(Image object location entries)
## Begin

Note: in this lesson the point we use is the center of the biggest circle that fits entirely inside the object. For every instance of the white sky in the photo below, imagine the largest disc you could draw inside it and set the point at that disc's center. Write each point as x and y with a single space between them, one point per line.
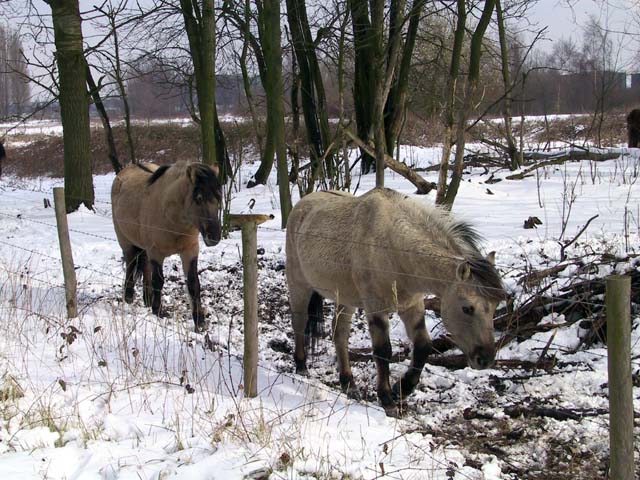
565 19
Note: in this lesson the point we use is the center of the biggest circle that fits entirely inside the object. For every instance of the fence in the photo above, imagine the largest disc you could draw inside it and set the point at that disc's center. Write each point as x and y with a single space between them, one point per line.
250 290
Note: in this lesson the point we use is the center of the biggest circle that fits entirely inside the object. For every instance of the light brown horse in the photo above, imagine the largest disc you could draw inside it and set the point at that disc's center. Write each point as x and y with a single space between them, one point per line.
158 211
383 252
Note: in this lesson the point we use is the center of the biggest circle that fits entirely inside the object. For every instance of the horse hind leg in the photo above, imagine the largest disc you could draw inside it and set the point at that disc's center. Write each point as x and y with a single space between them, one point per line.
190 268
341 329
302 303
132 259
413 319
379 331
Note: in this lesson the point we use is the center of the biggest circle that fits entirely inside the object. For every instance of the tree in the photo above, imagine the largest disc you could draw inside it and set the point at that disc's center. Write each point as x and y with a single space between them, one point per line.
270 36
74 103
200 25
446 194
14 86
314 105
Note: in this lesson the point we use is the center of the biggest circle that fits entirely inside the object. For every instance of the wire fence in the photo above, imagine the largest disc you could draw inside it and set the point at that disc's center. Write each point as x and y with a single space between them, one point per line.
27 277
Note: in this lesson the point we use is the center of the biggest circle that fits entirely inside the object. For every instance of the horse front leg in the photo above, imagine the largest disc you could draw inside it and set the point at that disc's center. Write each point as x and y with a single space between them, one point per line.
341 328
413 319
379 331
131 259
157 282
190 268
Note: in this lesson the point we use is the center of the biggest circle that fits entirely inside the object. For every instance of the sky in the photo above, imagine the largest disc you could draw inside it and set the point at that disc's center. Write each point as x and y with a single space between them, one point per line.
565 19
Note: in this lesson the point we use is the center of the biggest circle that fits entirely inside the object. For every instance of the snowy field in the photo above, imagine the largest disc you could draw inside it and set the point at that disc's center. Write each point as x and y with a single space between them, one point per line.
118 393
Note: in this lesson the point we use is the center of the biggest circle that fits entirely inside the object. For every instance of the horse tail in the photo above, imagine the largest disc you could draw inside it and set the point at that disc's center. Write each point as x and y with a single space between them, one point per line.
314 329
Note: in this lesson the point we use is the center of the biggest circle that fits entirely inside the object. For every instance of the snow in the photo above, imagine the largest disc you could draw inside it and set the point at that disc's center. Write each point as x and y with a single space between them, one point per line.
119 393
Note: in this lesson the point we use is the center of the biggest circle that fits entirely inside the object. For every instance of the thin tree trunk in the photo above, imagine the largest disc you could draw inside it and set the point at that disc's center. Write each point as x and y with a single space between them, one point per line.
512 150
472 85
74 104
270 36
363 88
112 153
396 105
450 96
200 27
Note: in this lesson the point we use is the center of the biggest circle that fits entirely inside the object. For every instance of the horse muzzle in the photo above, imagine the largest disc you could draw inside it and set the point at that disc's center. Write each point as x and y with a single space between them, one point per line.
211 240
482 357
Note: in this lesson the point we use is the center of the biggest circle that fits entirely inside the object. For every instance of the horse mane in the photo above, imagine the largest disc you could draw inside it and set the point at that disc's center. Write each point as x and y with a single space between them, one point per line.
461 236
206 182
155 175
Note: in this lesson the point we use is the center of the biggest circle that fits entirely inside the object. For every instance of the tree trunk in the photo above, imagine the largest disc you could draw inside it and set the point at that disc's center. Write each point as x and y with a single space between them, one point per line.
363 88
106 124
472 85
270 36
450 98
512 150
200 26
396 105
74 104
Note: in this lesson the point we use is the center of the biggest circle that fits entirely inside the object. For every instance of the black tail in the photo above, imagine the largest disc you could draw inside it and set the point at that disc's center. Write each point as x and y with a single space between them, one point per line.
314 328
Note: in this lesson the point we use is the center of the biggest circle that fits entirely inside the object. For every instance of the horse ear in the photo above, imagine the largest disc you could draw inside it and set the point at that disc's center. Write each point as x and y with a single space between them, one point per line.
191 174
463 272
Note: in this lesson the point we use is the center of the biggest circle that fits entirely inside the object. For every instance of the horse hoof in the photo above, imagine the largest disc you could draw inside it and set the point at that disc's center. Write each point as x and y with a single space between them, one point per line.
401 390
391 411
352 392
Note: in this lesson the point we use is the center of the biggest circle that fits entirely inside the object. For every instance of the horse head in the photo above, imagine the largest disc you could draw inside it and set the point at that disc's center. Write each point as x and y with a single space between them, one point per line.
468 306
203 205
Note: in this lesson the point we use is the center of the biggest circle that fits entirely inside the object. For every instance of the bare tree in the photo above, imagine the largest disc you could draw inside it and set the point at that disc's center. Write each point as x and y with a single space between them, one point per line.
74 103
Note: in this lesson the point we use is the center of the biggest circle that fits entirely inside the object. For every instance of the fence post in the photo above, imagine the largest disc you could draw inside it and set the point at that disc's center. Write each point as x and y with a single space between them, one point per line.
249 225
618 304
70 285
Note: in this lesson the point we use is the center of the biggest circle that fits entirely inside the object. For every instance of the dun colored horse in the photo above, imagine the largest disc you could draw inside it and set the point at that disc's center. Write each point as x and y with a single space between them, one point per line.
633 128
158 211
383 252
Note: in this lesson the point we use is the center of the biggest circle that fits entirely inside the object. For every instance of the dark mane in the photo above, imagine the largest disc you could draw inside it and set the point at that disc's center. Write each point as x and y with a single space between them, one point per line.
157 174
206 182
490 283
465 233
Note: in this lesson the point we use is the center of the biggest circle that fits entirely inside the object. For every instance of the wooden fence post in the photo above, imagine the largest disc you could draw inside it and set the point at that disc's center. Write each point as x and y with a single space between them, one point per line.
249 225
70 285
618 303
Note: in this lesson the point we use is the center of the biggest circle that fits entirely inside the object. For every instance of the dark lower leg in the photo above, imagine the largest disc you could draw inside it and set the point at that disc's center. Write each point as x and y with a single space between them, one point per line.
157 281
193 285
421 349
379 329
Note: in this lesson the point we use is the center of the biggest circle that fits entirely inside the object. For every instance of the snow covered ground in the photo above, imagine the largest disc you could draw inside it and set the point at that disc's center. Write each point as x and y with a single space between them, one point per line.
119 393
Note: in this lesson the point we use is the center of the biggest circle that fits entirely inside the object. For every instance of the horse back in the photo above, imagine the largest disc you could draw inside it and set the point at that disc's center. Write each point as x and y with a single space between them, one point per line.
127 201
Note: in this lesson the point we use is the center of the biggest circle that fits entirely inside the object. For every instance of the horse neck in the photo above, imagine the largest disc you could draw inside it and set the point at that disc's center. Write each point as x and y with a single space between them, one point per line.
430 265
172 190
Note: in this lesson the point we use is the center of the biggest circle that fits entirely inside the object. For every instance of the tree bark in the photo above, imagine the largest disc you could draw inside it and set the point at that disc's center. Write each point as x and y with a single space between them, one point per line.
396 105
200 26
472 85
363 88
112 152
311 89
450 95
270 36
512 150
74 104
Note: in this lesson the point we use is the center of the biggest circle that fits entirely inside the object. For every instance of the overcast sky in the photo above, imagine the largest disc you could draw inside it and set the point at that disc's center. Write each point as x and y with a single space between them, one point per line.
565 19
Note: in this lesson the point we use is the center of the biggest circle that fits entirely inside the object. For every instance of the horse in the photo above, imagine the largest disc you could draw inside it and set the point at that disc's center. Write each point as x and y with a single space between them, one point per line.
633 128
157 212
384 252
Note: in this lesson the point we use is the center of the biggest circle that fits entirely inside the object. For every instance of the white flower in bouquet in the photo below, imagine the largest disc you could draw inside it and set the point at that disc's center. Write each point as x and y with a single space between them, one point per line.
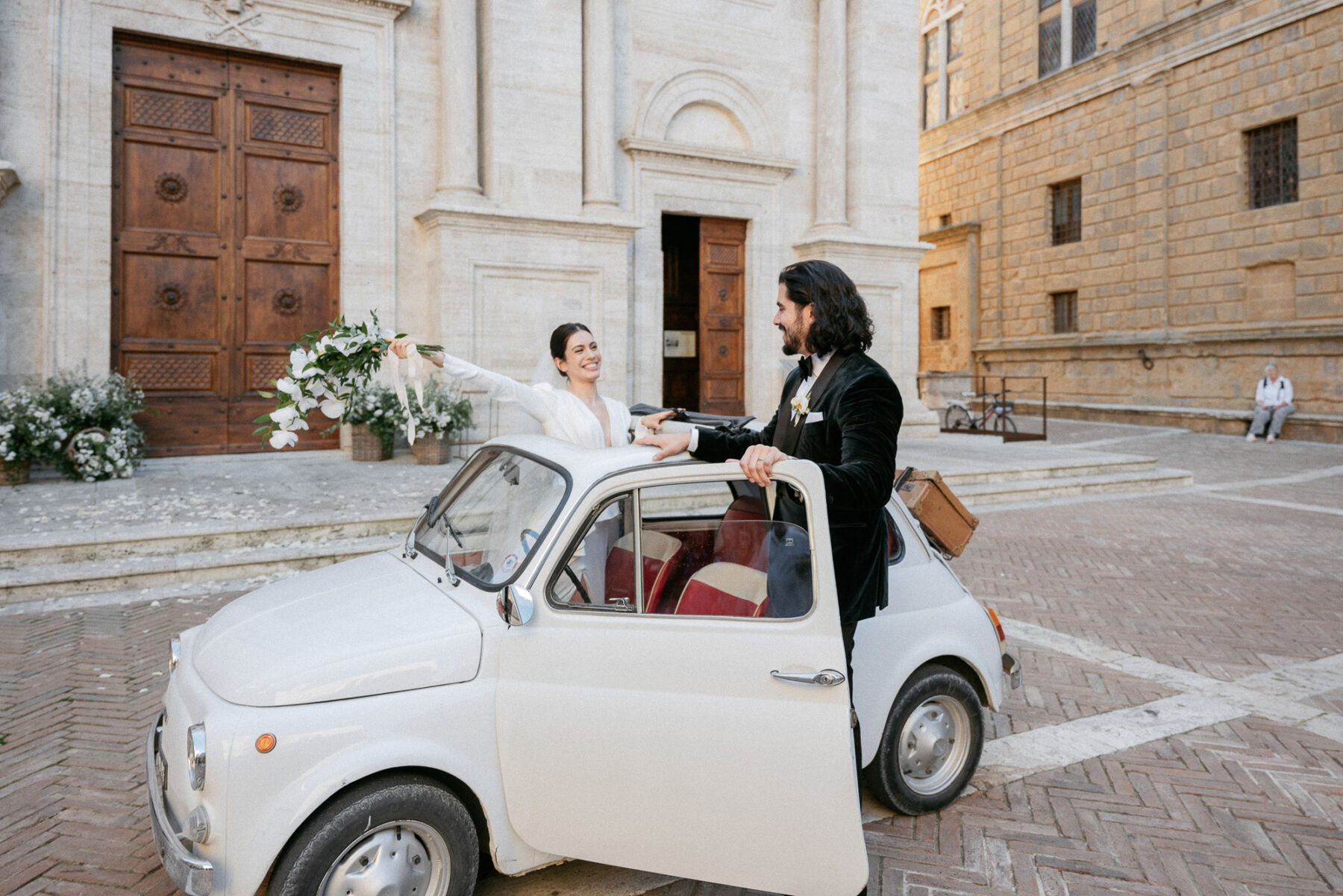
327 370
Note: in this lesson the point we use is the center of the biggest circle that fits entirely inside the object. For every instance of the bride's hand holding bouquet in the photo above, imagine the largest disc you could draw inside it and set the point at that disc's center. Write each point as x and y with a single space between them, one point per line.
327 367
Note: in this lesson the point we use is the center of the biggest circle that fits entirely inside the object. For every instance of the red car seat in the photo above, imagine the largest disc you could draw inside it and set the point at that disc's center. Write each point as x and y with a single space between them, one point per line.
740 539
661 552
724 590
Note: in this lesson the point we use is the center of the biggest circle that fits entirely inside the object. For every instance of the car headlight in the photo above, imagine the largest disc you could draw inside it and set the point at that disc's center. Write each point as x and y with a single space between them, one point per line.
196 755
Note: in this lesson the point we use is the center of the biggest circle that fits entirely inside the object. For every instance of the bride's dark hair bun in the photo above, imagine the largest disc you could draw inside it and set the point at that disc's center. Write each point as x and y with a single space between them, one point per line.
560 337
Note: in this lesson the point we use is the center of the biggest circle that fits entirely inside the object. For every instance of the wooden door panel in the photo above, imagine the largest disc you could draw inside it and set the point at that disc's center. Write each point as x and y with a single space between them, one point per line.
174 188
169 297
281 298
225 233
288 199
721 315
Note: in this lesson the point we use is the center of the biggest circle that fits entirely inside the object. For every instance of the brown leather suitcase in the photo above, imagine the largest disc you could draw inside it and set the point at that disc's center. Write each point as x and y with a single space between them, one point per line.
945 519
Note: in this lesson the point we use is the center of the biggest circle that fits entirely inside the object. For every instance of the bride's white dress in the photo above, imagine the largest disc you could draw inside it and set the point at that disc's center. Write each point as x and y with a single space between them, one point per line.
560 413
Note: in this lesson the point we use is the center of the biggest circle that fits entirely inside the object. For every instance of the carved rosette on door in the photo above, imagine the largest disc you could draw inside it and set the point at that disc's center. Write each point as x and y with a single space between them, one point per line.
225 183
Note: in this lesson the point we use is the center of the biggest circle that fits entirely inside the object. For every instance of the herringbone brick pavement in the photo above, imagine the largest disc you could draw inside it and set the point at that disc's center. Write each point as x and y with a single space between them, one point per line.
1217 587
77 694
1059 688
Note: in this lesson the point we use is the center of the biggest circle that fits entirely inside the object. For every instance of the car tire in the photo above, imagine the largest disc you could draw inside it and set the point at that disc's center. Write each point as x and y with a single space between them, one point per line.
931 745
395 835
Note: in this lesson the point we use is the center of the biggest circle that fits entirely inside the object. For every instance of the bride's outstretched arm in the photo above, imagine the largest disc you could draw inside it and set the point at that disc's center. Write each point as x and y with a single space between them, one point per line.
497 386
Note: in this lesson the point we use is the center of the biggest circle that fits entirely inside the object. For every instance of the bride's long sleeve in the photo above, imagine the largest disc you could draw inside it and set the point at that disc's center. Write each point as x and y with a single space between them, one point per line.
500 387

## End

What to do
Quote exactly what appears from the line containing "of the herringbone" through the final line of the listing above, including both of those lines.

Exercise output
Note: in this lesson the point we use is the center of the biggest circle that fits entirely inside the object. For every instance of the herringbone brick pavement in the photo above, imagine the largest disc you could draw inside it and set the point at that disc's center. Write each point as x and y with a single space between them, one point per line.
1217 587
77 694
1059 688
Note: in this lesson the point we use is the center of the biggest circle that fits entirely inside the object. For every instance of the car tire in the photo above, imagine the largest disc you could draw inside it and set the point at that disc's center. Write each point as x and y with a single space between them, one point per line.
931 745
395 835
Note: in this lesson the point we use is the center of the biggest circle that fits entirely inside the object. For every instance of the bride's outstretched arm in the photo above, imagine the largest disc you could draw inside it and set the point at that disc's center. Write each point as x and y with a single space between them, one point per line.
497 386
Note: in this lesson the point we use is the center of the biggest circle that fits entirely inside the object. For every instance of the bride's long sleeve in the photo above, imagine the largest disc you could draw inside it and set the point at that disc's center. Write each point as x and y with a single space between them, one point per line.
500 387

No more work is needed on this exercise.